Provided passage:
────────

In July 1998, a fight left one person dead and several more injured. As a result, De Jesus was charged with, and found guilty of, felony murder and aggravated assault. Following sentencing, the Appellate Division of the New Jersey Superior Court affirmed De Jesus's convictions. But it held the trial court erroneously applied New Jersey's No Early Release Act (“NERA”) when sentencing De Jesus for felony murder. It also held that the sentencing court needed to explain its reasoning for imposing consecutive sentences for aggravated assault.
After the New Jersey Supreme Court denied De Jesus's petition for certification, De Jesus was resentenced on May 17, 2005. De Jesus did not appeal his resentencing. Instead, he petitioned for post-conviction relief, which the Superior Court denied. The Appellate Division affirmed that denial, and the New Jersey Supreme Court again denied review.
On October 20, 2014, De Jesus filed a § 2254 petition in federal court. The District Court dismissed that petition as untimely, but gave De Jesus “30 days [to] present arguments ․ as to why [he] is entitled to equitable tolling, or any other argument regarding the timeliness of [his] Petition.” (App. at 2.) Declining that opportunity, De Jesus noticed his appeal to this Court on March 8, 2017.1
A. De Jesus's § 2254 Petition Was Untimely
Petitions filed under 28 U.S.C. § 2254 are subject to a one-year statute of limitations that begins running on “the date on which the judgment [at issue] became final by the conclusion of direct review or the expiration of the time for seeking such review.” 28 U.S.C. § 2244(d)(1)(A). The District Court calculated that De Jesus's conviction became final on September 2, 2004, ninety days after the New Jersey Supreme Court first denied review, when De Jesus could no longer petition the United States Supreme Court. Jimenez v. Quarterman, 555 U.S. 113, 119–20, 129 S.Ct. 681, 172 L.Ed.2d 475 (2009); 28 U.S.C. § 2101(c). But that analysis did not consider De Jesus's resentencing on May 17, 2005. Because De Jesus did not appeal his new sentence, his conviction became final on July 1, 2005, see N.J. Ct. R. 2:4-1 (providing a 45-day appeal period), making his § 2254 petition due by July 1, 2006. Yet the extra time does not help, since his October 2014 petition was still more than eight years too late.2
B. De Jesus is Not Entitled to Equitable Tolling
Perhaps recognizing this, De Jesus appropriately concedes his petition is late. (See Opening Br. at 17 (“DeJesus’ federal habeas petition appears to be technically untimely[.]”).) Instead, he argues that the District Court should have equitably tolled the limitations period. See Holland v. Florida, 560 U.S. 631, 645, 130 S.Ct. 2549, 177 L.Ed.2d 130 (2010) (holding that § 2254’s limitations period “is subject to equitable tolling in appropriate cases”). We disagree.

────────

[Annotated coordinate records]

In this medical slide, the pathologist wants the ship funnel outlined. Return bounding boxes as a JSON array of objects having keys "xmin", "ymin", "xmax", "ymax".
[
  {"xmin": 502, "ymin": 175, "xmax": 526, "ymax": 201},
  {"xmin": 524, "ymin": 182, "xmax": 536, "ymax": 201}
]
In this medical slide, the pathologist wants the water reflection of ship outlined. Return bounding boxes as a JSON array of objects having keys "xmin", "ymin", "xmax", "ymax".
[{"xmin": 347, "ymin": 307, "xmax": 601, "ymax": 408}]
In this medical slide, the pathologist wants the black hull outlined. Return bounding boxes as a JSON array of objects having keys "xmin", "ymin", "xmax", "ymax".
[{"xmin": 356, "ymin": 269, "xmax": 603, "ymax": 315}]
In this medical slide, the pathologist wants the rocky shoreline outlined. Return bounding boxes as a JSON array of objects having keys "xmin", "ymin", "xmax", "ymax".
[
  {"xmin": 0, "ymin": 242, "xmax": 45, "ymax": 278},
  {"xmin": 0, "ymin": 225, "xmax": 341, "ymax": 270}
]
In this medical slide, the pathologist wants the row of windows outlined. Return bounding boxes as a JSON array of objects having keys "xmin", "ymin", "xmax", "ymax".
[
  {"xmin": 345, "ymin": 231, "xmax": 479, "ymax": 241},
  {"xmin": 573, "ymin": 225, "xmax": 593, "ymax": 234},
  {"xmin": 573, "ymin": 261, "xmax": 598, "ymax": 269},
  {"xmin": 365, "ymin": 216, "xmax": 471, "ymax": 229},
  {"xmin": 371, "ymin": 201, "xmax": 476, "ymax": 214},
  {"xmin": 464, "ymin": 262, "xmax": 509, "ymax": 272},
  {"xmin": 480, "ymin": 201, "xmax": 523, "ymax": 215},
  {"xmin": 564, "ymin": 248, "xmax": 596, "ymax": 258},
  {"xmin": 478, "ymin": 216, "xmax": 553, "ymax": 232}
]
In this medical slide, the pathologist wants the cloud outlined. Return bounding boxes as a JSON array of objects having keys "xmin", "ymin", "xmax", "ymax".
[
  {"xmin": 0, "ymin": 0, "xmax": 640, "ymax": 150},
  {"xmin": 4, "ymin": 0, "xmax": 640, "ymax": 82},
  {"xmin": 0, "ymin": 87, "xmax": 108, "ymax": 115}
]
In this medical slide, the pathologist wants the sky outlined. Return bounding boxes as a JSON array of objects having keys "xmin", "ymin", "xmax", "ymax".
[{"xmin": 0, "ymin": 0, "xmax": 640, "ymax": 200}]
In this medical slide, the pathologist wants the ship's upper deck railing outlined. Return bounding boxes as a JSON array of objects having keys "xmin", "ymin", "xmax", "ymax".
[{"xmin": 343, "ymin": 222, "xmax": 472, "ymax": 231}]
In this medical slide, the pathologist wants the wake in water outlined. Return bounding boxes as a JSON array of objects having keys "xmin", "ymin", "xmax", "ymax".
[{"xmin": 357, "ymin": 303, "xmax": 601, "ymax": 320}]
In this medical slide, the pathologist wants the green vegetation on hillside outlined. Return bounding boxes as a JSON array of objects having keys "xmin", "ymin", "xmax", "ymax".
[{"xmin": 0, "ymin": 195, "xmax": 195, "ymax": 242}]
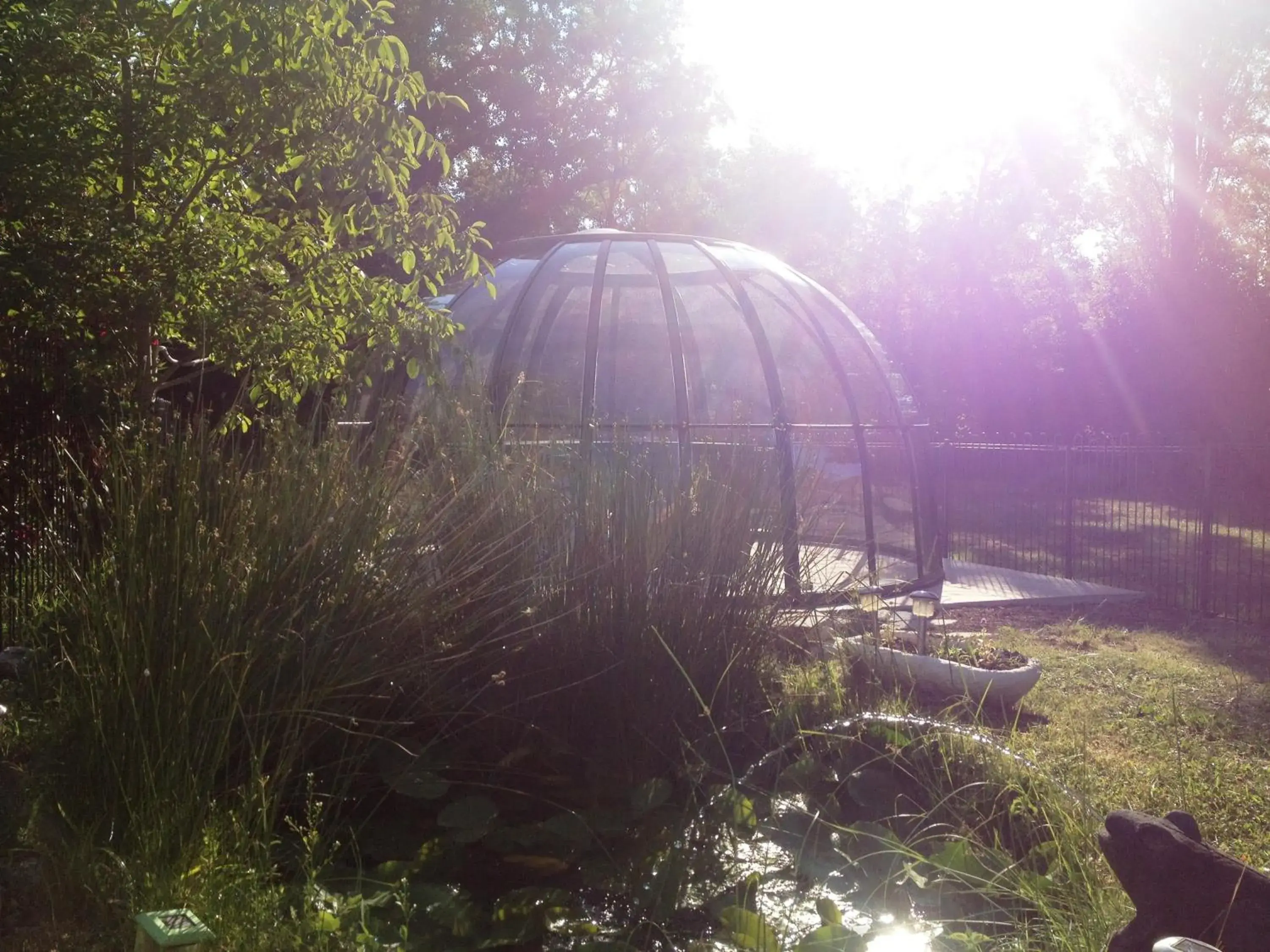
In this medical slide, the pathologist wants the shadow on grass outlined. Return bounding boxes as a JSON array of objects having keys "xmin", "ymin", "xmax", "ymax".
[{"xmin": 949, "ymin": 602, "xmax": 1270, "ymax": 684}]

────────

Stated goal A: Copy the records word for word, from the line containing "In this medical slide, the pathologist wants the shadow" through the end of the records.
Stated goal B: Pick up the court opinion on De Jesus's late habeas petition right after its final sentence and write what comes next.
The text and the records have no connection to each other.

Expected output A:
In this medical slide, the pathologist wants the shadow on grass outlined. Return bounding boxes as a JSON array of objects having keys "xmin", "ymin", "xmax", "ymax".
[{"xmin": 949, "ymin": 602, "xmax": 1270, "ymax": 684}]

Expected output B:
First, De Jesus waived this argument when he declined the opportunity—one might say the invitation—to raise it earlier. (See App. at 2 (District Court order dismissing De Jesus's § 2254 petition without prejudice, noting that De Jesus “may, within 30 days of the date of entry of this Order, present arguments, ․ as to why [he] is entitled to equitable tolling, or any other argument regarding the timeliness of [his] [p]etition[.]”).)
Second, De Jesus offers no reason why he is entitled to tolling. See Holland, 560 U.S. at 649, 130 S.Ct. 2549 (“[A] petitioner is entitled to equitable tolling only if he shows (1) that he has been pursuing his rights diligently, and (2) that some extraordinary circumstance stood in his way and prevented timely filing.” (internal quotation marks omitted)). He argues that he was unaware of his May 17, 2005 resentencing and that the judgment entered following it “was never docketed.” (Opening Br. at 29.) But the transcript of that proceeding reveals that he was in fact in attendance and was informed that he had 45 days from that date to appeal.3
Finally, he argues that he deserves an evidentiary hearing to establish his innocence. While a potential “miscarriage of justice” can excuse § 2254’s statute of limitations, this exception applies only where “new evidence shows it is more likely than not that no reasonable juror would have convicted” the petitioner. McQuiggin v. Perkins, 569 U.S. 383, 394–95, 133 S.Ct. 1924, 185 L.Ed.2d 1019 (2013) (internal quotation marks omitted). De Jesus, however, does not allege any facts that would support this claim.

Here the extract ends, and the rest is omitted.